Source document —
# # # # # # #

Reasons, Preparation and Procedure For Conducting a Creatinine Clearance Test

Submitted on March 27, 2012

Creatinine Clearance Test

Creatinine is product of the breakdown of creatine phosphate, an important part of muscle tissues. This creatine is then passed into the blood, from which it is filtered out by the kidneys. Since the body produces the creatinine at a constant rate, any fluctuations in blood levels can indicate a problem with the kidney function. Typically, the creatinine clearance test compares creatinine levels in the urine to that in the blood. This test also helps to determine the filtration rate of the kidneys. The rate of flow of filtered fluids through the kidneys is measured using the glomerular filtration rate (GFR). There is a strong link between creatine clearance and eGFR (estimated GFR). This is because the creatinine clearance rate allows doctors to arrive at the eGFR by using standard formulas that include factors such as age, sex, weight, race, and height.

Why Is it Done?

A creatinine clearance test can be a very useful diagnostic tool in monitoring kidney function in patients known to have chronic kidney disease or cardiovascular conditions. This can help to decide when kidney dialysis is required for long-term care. It is also helpful in measuring the eGFR to determine if the kidneys are functioning properly and in determining renal failure in patients.

How To Prepare For It?

There are no special requirements, though some doctors may ask for a six-hour fast before the blood sample is taken. Patients will also need to bring a 24-hour urine sample. This consists of all the urine produced in the day and night leading up to the test.

How is it Done?

Blood samples are drawn using normal procedures, similar to those used in blood donation. The laboratory then measures creatinine levels in both - the blood and urine samples. The creatinine clearance rate values are then calculated, with healthy males usually showing values of 100 to 140 ml/min, while females show 90 to 130 ml/min. These values are then used to calculate the eGFR, which is a better indicator of kidney function since it includes several other factors such as age and race.

According to the National Kidney Foundation (NKF), normal eGFR values lie between 90 to 120 ml/min. A test result of below 60 ml/L indicates some level of kidney damage, while a level below 20 ml/min usually indicates renal failure. However, certain conditions such as pregnancy can cause a slight increase in eGFR values. If these values are abnormal, you may be advised to undergo a more accurate measured clearance test to arrive at the actual GFR.

# # # # # # #

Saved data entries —
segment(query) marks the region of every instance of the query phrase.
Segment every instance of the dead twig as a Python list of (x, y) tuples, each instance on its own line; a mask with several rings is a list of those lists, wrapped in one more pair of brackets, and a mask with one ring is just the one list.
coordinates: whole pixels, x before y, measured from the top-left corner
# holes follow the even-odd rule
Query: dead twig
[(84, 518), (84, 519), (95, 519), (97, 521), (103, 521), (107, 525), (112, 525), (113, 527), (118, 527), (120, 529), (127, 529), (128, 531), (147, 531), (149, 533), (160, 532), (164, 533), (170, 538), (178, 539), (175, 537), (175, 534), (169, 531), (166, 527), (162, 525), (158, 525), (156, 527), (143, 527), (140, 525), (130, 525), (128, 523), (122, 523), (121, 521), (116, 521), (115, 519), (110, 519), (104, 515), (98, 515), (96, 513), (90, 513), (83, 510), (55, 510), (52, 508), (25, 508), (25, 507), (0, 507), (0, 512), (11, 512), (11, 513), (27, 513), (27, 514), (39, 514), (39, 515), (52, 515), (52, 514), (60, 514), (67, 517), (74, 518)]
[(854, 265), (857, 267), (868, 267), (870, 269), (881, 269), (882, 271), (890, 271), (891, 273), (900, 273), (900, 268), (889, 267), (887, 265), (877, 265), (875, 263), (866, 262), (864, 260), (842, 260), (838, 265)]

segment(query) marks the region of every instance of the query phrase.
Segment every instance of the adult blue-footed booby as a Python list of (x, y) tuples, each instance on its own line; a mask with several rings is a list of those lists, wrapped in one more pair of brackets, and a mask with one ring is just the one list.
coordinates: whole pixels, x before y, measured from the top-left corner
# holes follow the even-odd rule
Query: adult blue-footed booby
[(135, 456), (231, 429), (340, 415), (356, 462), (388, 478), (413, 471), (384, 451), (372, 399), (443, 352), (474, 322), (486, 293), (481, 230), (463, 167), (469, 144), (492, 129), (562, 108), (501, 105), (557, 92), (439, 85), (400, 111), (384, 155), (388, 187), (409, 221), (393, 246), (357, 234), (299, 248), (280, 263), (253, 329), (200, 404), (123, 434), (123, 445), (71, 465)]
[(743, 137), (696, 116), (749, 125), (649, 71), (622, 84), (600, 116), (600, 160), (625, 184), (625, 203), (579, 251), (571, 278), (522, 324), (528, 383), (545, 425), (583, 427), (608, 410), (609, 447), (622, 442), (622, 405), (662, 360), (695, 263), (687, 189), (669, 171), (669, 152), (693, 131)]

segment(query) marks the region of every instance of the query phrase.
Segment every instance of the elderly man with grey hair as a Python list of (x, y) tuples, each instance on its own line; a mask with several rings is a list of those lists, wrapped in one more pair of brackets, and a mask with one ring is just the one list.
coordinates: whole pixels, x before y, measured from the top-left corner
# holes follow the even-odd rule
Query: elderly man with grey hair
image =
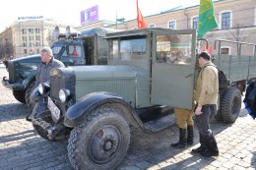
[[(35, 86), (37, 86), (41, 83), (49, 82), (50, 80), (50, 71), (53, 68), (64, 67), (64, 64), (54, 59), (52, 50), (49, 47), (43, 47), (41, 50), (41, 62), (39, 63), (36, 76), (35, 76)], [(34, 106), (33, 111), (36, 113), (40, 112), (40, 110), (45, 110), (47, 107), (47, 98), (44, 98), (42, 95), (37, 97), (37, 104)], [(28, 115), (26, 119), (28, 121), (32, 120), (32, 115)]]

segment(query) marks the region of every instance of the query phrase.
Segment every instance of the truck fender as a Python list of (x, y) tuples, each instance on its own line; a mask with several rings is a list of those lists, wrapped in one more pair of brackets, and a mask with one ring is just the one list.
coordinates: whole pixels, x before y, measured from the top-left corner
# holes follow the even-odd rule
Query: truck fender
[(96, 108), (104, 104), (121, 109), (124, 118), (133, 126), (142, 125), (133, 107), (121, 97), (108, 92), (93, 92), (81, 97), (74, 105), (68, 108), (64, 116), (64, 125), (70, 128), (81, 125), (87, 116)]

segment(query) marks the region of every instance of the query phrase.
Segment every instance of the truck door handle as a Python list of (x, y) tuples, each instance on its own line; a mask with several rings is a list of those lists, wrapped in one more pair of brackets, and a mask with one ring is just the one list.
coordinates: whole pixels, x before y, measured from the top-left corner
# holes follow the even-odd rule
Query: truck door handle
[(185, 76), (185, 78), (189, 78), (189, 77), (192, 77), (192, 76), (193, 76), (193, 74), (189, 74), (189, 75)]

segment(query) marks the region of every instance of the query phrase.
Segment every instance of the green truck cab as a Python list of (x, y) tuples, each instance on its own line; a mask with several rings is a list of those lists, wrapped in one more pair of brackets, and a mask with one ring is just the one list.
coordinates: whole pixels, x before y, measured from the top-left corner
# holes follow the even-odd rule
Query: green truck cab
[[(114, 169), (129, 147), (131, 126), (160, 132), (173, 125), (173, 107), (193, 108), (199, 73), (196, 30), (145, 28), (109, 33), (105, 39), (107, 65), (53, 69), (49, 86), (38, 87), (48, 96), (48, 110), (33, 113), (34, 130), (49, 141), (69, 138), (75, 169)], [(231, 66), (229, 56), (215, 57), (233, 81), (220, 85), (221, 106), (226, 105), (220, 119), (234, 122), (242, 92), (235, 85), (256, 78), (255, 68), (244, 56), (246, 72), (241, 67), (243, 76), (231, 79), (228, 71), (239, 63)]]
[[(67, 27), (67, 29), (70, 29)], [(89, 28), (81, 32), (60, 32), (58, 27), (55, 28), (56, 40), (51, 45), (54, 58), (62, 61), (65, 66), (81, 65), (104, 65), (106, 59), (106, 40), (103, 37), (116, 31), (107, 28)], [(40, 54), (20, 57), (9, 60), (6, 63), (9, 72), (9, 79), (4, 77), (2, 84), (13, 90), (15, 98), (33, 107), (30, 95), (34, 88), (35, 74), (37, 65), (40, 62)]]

# # # # # # #

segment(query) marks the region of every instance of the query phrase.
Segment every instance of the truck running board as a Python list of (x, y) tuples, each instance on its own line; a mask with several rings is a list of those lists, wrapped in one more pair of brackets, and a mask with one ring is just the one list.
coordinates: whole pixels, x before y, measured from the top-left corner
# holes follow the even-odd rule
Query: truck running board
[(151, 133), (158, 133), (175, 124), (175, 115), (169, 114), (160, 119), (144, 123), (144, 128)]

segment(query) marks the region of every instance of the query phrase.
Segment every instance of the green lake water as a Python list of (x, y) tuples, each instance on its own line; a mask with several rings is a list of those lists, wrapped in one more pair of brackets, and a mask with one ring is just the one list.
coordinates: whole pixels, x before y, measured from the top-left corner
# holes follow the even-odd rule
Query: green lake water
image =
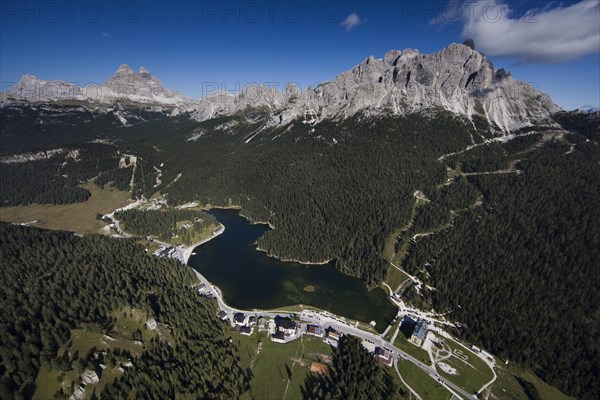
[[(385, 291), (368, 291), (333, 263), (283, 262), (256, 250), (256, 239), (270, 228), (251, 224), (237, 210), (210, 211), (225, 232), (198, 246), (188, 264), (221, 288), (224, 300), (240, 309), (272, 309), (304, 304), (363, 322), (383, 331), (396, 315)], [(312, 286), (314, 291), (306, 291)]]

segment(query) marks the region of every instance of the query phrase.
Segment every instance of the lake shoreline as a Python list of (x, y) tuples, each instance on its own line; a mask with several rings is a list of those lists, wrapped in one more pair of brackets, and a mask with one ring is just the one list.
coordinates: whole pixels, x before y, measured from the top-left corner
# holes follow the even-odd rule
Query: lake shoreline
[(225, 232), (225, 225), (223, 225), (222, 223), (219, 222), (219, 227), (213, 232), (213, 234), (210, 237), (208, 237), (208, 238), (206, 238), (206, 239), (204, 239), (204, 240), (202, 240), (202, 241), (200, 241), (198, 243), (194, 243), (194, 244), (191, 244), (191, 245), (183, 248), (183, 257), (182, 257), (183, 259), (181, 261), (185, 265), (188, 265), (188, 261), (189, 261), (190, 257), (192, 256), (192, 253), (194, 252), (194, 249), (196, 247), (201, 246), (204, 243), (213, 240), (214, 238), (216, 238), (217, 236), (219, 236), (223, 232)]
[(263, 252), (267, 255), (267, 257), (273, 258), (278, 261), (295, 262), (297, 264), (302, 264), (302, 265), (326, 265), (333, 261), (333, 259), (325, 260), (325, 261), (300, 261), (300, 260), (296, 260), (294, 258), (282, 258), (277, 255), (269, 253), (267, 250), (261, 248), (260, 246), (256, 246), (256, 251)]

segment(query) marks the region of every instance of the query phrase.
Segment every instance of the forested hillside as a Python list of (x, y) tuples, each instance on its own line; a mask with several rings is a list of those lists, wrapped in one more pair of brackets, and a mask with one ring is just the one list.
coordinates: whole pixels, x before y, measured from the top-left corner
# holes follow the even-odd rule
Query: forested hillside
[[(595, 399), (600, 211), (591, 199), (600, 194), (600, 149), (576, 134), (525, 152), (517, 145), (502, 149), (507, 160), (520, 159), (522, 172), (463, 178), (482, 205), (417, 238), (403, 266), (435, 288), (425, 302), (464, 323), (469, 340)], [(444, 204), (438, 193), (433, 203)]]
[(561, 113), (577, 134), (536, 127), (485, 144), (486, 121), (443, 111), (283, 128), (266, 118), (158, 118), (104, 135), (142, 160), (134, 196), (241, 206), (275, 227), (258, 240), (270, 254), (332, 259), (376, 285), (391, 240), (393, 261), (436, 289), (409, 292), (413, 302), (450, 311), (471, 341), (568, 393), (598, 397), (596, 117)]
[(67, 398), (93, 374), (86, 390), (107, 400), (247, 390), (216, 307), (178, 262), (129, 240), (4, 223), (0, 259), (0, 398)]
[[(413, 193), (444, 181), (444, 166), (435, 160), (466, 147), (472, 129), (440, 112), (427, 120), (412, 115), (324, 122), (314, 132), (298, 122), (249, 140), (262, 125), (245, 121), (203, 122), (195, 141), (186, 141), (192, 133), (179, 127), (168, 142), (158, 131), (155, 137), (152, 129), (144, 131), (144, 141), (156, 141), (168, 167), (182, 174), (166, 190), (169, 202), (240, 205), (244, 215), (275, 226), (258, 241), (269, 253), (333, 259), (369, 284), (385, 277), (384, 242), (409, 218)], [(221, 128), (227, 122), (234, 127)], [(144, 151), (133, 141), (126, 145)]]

# # # # # # #

Can you echo, word for word, the part of the creatinine clearance article between "Why Is it Done?" and "to the test.", inclusive? These lines stand apart from the creatinine clearance article.

Exercise solution —
Why Is it Done?

A creatinine clearance test can be a very useful diagnostic tool in monitoring kidney function in patients known to have chronic kidney disease or cardiovascular conditions. This can help to decide when kidney dialysis is required for long-term care. It is also helpful in measuring the eGFR to determine if the kidneys are functioning properly and in determining renal failure in patients.

How To Prepare For It?

There are no special requirements, though some doctors may ask for a six-hour fast before the blood sample is taken. Patients will also need to bring a 24-hour urine sample. This consists of all the urine produced in the day and night leading up to the test.